#### [Task goal]
Print each line once more, unchanged, from the line holding "Provide a point for each instance of the racetracker.de" to the end of the listing below.

+++++

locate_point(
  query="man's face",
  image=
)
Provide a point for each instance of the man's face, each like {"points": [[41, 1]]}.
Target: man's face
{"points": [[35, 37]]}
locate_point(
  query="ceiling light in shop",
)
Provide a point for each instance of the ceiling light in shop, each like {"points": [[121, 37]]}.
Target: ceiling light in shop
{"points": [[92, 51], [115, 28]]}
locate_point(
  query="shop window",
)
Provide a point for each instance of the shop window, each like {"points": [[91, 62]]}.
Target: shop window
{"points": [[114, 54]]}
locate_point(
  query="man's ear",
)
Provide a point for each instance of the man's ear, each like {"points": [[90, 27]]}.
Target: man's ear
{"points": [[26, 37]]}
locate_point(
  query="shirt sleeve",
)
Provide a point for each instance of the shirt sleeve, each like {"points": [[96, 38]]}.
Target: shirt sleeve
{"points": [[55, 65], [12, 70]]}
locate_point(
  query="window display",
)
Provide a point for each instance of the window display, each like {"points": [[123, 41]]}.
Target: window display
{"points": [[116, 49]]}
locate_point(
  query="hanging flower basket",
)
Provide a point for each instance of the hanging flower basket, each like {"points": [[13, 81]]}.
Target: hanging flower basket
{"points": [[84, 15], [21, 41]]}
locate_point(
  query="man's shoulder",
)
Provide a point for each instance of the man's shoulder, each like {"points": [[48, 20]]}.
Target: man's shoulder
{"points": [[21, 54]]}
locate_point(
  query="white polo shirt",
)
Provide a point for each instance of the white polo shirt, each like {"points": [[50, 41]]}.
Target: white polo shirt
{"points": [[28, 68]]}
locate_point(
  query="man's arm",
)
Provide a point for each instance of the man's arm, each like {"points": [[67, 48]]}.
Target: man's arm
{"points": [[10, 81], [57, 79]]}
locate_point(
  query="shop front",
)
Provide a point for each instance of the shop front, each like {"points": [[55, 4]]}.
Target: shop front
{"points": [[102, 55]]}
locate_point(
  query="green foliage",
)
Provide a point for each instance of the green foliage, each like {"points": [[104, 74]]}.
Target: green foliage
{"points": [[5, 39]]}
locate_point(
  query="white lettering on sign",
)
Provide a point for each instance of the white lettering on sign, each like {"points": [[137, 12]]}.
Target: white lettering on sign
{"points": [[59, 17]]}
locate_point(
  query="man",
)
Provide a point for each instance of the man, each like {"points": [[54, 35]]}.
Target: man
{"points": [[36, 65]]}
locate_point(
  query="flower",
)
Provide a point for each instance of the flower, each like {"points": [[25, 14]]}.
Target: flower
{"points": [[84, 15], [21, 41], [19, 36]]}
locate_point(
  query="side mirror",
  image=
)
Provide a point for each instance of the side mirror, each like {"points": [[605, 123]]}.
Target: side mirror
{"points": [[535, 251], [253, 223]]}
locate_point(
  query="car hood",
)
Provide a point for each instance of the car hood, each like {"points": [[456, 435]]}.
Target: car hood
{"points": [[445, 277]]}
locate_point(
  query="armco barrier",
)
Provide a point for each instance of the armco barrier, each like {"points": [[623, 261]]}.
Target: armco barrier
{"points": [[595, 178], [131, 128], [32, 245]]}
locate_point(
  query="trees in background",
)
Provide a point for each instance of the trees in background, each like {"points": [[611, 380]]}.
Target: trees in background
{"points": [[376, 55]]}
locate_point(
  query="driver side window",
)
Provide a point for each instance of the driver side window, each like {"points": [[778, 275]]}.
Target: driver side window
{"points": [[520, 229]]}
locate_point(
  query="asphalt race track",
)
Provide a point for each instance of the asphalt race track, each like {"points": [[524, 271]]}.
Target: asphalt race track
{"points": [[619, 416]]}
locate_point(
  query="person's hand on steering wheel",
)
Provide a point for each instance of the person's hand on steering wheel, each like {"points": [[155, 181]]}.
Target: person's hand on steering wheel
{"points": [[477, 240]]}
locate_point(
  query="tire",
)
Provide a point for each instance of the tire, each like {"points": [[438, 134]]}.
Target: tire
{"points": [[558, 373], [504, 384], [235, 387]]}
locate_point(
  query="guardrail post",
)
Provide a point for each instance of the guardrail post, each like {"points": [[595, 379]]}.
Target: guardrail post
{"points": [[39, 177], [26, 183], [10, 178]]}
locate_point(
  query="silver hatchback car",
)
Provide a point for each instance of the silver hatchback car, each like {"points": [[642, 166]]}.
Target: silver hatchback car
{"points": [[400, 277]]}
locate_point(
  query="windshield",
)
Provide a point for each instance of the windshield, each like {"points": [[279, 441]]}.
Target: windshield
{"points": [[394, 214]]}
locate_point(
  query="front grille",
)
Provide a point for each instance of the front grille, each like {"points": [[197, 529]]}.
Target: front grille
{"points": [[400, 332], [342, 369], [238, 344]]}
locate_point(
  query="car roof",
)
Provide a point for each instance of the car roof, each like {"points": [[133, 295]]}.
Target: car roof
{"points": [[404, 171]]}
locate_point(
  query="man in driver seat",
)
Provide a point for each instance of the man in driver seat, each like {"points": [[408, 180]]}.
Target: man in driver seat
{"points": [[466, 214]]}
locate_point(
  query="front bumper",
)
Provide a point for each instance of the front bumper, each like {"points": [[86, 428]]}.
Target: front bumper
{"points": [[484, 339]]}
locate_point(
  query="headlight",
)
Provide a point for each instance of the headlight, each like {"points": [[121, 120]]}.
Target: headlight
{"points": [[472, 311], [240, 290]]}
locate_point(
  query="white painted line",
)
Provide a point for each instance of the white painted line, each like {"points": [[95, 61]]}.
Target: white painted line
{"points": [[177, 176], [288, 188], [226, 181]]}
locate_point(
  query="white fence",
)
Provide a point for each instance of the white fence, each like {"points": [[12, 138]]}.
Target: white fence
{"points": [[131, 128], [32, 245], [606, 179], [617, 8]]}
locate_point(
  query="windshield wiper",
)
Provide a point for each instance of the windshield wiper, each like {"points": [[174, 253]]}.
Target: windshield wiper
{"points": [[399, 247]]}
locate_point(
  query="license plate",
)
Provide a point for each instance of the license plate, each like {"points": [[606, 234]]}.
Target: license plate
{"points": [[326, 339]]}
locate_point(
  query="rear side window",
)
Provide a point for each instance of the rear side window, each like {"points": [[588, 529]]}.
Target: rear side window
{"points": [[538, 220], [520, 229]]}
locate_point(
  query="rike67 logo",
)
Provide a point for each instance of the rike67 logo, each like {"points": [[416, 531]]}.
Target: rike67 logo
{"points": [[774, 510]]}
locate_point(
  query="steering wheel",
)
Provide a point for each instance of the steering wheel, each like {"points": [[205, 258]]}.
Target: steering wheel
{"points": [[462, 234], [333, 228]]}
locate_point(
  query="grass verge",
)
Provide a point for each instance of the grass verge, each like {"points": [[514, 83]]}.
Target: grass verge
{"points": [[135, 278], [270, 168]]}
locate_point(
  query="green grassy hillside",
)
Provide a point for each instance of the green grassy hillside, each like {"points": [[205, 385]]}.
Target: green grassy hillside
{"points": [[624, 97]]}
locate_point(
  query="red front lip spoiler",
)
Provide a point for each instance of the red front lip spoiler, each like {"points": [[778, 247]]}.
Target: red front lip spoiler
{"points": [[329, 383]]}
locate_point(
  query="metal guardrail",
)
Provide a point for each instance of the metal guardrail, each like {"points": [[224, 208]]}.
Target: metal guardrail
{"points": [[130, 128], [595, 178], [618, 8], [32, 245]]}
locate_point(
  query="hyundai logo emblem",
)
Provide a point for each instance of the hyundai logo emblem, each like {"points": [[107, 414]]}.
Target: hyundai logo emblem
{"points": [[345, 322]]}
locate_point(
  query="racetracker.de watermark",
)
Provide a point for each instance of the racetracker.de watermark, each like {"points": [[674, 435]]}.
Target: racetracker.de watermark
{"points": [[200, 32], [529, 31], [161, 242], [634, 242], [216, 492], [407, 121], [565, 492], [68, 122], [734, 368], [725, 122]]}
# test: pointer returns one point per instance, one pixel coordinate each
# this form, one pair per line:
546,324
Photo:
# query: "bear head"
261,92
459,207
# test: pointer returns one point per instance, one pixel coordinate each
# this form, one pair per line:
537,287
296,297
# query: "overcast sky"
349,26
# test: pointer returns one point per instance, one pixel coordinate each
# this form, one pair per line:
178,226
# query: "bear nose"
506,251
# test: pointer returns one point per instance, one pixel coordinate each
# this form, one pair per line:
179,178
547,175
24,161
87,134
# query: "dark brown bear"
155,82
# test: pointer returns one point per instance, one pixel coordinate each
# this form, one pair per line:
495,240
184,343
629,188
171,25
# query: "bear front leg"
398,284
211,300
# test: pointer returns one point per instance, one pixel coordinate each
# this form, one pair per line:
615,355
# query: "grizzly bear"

+++++

#### [Answer for this exercise]
Provide a point for each instance of the racetracker.de watermark, each like {"points": [[674, 435]]}.
Target: racetracker.de watermark
{"points": [[200, 32], [529, 31], [161, 242], [634, 242], [216, 492], [407, 121], [565, 492], [68, 122], [734, 368], [725, 122]]}
# test: pointer returns one point per instance, one pixel coordinate each
# this form, one pair per line:
546,324
Photo:
# query: "bear head"
261,92
459,207
# test: pointer returns one point per instance, one pixel coordinate each
# this form, one pair per line:
537,287
296,297
# query: "overcast sky"
349,26
# test: pointer returns one point per instance, one pixel coordinate each
# this form, one pair per line:
178,226
# query: "bear nose"
506,251
# test: pointer returns one point per instance, one pixel coordinate each
# this form, one pair per line:
179,178
547,175
24,161
87,134
# query: "dark brown bear"
155,82
# test: pointer returns one point per instance, one pixel coordinate each
# this form, one pair per line:
495,240
184,343
629,188
171,25
# query: "bear front leg"
398,284
211,300
# test: pointer returns one point per instance, one pixel coordinate each
# this form, one pair per line:
615,355
# query: "grizzly bear"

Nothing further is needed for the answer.